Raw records

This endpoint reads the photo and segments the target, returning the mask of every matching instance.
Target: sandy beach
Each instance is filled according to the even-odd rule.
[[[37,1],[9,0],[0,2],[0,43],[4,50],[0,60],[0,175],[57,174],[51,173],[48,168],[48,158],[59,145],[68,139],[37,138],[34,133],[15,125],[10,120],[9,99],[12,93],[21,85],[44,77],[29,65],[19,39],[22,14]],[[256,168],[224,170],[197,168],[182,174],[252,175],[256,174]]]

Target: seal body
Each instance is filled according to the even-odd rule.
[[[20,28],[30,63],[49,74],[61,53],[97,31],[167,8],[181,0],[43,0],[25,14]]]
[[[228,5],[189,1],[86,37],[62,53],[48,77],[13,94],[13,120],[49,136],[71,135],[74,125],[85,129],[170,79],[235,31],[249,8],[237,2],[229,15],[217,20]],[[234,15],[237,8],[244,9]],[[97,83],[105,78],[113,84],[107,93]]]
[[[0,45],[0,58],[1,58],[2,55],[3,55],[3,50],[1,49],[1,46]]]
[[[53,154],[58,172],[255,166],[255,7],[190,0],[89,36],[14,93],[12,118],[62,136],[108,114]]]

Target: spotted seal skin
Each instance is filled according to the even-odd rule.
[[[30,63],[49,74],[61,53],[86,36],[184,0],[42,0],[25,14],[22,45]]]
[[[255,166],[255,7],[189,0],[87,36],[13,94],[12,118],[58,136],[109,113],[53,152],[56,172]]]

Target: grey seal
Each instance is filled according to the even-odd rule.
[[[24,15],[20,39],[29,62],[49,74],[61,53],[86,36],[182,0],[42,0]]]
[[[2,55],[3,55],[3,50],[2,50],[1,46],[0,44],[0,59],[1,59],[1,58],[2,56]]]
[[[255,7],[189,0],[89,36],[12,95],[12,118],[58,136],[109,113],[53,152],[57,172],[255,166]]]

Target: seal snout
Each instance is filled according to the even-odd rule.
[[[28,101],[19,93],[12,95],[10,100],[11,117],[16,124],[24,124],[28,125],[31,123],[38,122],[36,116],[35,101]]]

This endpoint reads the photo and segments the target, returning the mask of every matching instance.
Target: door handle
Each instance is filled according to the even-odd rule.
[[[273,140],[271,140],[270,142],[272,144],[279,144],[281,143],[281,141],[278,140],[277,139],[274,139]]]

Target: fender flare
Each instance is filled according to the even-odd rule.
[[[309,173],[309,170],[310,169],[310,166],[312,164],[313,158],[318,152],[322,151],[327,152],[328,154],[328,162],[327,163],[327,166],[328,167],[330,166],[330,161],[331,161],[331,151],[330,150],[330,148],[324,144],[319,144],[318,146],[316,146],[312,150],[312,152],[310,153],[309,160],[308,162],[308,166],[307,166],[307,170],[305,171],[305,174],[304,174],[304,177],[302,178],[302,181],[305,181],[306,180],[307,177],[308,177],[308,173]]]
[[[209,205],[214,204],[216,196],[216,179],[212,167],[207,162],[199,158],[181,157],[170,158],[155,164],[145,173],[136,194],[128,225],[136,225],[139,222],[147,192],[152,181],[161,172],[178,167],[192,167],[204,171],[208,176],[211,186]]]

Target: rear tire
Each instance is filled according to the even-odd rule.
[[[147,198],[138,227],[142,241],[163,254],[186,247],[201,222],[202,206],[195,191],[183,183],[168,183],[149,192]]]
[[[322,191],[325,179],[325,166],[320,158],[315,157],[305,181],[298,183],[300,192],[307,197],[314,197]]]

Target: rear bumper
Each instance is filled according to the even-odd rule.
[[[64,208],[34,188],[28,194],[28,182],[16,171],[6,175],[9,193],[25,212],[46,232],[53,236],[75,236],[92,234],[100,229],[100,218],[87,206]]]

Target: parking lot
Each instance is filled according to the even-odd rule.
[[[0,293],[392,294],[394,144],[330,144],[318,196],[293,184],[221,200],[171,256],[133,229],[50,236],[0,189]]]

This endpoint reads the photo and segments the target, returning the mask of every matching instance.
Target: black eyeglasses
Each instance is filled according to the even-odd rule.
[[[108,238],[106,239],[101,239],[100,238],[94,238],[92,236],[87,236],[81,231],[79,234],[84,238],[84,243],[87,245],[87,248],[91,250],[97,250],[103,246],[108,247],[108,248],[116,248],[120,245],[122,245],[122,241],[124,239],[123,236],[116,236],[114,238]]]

### GIVEN EXERCISE
Rewrite the rows above, replacing every "even-odd rule" with "parity rule" and leaving everything else unchanged.

### EXERCISE SOLUTION
This endpoint reads the photo and segments the target, returning the mask of every matching instance.
Target: sandy beach
Each instance is filled according to the parity rule.
[[[37,1],[9,0],[0,2],[0,43],[4,50],[0,60],[0,175],[57,174],[51,173],[48,168],[48,158],[59,145],[68,139],[37,138],[34,133],[15,125],[10,120],[9,99],[12,93],[21,85],[44,77],[29,65],[19,39],[22,14]],[[256,168],[224,170],[197,168],[182,174],[252,175],[256,174]]]

Target: seal body
Each instance is filled according to the parity rule.
[[[20,28],[30,63],[49,74],[61,53],[97,31],[167,8],[181,0],[43,0],[25,14]]]
[[[228,5],[189,1],[86,37],[62,53],[48,77],[13,94],[13,120],[49,136],[71,135],[74,125],[85,129],[170,79],[235,31],[249,8],[237,2],[229,15],[217,20]],[[234,15],[237,8],[244,9]],[[97,83],[105,78],[113,84],[107,93]]]
[[[0,45],[0,58],[1,58],[2,55],[3,55],[3,50],[1,49],[1,46]]]
[[[53,154],[58,172],[255,166],[255,7],[190,0],[89,36],[14,93],[12,118],[62,136],[108,114]]]

Target: spotted seal skin
Each instance is filled according to the parity rule.
[[[30,63],[49,74],[61,53],[86,36],[184,0],[42,0],[25,14],[22,45]]]
[[[255,166],[255,7],[189,0],[87,36],[13,94],[12,118],[58,136],[109,113],[53,152],[56,172]]]

Target: grey seal
Each instance is filled according to the parity rule.
[[[24,15],[20,39],[29,62],[49,74],[61,53],[86,36],[182,0],[42,0]]]
[[[2,55],[3,55],[3,50],[2,50],[1,46],[0,44],[0,59],[1,59],[1,58],[2,56]]]
[[[255,7],[189,0],[89,36],[12,95],[12,118],[58,136],[109,113],[53,152],[57,172],[255,166]]]

Target: seal snout
Each instance is filled according to the parity rule.
[[[28,101],[19,93],[12,95],[10,100],[11,117],[16,124],[24,124],[28,125],[31,123],[38,122],[36,116],[35,101]]]

This endpoint reads the photo and segments the target, returning the mask of every matching instance.
Target: door handle
Each instance is filled according to the parity rule.
[[[273,140],[271,140],[270,142],[272,144],[279,144],[281,143],[281,141],[278,140],[277,139],[274,139]]]

Target: fender flare
Each instance is filled according to the parity rule.
[[[309,173],[309,170],[310,169],[310,166],[312,164],[313,158],[318,152],[322,151],[327,152],[328,154],[328,162],[327,163],[327,166],[328,167],[330,166],[330,161],[331,161],[331,151],[330,150],[330,148],[324,144],[319,144],[318,146],[316,146],[312,150],[312,152],[310,153],[309,160],[308,162],[308,166],[307,166],[307,170],[305,171],[305,174],[304,174],[304,177],[302,178],[302,181],[305,181],[306,180],[307,177],[308,177],[308,173]]]
[[[209,205],[214,204],[216,196],[216,179],[212,167],[207,162],[199,158],[181,157],[170,158],[155,164],[145,173],[136,194],[128,225],[136,225],[139,222],[147,192],[152,181],[161,172],[178,167],[192,167],[204,171],[208,176],[211,186]]]

Target: rear tire
Each instance is filled according to the parity rule.
[[[147,198],[138,227],[142,241],[163,254],[186,247],[201,222],[202,206],[195,191],[183,183],[168,183],[149,192]]]
[[[322,191],[325,179],[325,166],[320,158],[315,157],[305,181],[298,183],[300,192],[307,197],[314,197]]]

Target: rear bumper
Each instance is filled according to the parity rule.
[[[64,208],[34,188],[28,194],[28,182],[16,171],[6,175],[9,193],[25,212],[46,232],[53,236],[75,236],[92,234],[100,229],[100,218],[87,206]]]

Target: parking lot
Each instance is filled according to the parity rule.
[[[0,293],[392,294],[394,144],[330,144],[318,196],[293,184],[221,200],[171,256],[133,229],[50,236],[0,189]]]

This endpoint reads the photo and segments the target, returning the mask of every matching instance.
Target: black eyeglasses
Each instance is filled according to the parity rule.
[[[108,238],[106,239],[101,239],[100,238],[94,238],[92,236],[87,236],[81,231],[79,234],[84,238],[84,243],[87,245],[87,248],[91,250],[97,250],[103,246],[108,247],[108,248],[116,248],[120,245],[122,245],[122,241],[124,239],[123,236],[116,236],[114,238]]]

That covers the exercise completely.